# GIVEN REQUEST 1
In the text on orthogonal distance regression, which algorithms does ODR typically use?

# SELECTION
ODR is especially powerful for non-linear regression because it can handle cases where both variables have errors and the relationship isn't a straight line. The process involves an iterative numerical optimization algorithm to find the parameters of the non-linear function that minimize the objective function described above.

For your specific case with a non-linear function and errors for both the x-axis and y-axis, you will need to:

1.  **Define your non-linear model function**, e.g., $y = f(x; \beta_1, \beta_2, ...)$ where $\beta_i$ are the parameters you want to estimate.
2.  **Provide your data** ($x_i, y_i$).
3.  **Specify the errors** or weights for both variables.
4.  **Use an ODR-specific software library or package** (e.g., `scipy.odr` in Python) to perform the regression. The solver will then iteratively adjust the parameters of your function until the sum of the squared orthogonal distances is minimized. ODR typically uses trust-region Levenberg-Marquardt algorithms.

The output will be the best-fit parameters for your non-linear function, along with their standard errors, which can be used to assess the uncertainty of the estimates.

## When Should You Choose ODR over OLS?

The choice between Ordinary Least Squares (OLS) and Orthogonal Distance Regression (ODR) depends entirely on the nature of the errors in your data. Since ODR is more complex and computationally intensive, it's important to know when its use is truly justified.

**Use Ordinary Least Squares (OLS) when:**

*   **Error in the independent variable (x) is negligible or zero.** This is the classic assumption of OLS. If you are regressing against a variable like time, or a concentration that you set with high precision, the error in x is likely insignificant compared to the measurement error in y.

# INFORMATION GIVEN
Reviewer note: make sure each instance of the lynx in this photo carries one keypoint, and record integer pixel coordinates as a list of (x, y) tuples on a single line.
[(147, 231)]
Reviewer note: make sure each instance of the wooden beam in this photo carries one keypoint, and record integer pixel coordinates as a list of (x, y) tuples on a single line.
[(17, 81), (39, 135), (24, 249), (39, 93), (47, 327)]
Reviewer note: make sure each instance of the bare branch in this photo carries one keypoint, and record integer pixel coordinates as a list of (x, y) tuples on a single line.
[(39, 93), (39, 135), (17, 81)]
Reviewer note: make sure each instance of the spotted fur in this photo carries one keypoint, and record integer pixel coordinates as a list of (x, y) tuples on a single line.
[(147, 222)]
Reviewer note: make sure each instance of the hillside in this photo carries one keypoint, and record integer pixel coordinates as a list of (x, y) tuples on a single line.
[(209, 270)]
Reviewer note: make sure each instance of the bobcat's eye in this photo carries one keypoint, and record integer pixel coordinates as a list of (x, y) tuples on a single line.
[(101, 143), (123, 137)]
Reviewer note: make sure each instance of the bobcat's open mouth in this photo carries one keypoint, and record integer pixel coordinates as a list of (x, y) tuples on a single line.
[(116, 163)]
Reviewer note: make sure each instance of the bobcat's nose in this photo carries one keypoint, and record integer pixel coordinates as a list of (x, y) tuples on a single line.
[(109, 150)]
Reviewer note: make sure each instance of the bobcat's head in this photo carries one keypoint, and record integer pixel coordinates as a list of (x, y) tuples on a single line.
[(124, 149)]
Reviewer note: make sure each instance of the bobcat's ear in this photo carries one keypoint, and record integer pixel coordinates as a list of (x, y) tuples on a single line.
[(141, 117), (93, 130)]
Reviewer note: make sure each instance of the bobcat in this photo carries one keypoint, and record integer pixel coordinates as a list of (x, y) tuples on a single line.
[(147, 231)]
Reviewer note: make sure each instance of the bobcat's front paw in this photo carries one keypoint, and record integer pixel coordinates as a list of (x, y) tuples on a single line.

# GIVEN REQUEST 2
Count the lines in the rows above that contain the word "bare", matching case exactly, and give only the number.

# WRITTEN RESPONSE 1
Trust-region Levenberg-Marquardt algorithms.

# WRITTEN RESPONSE 2
1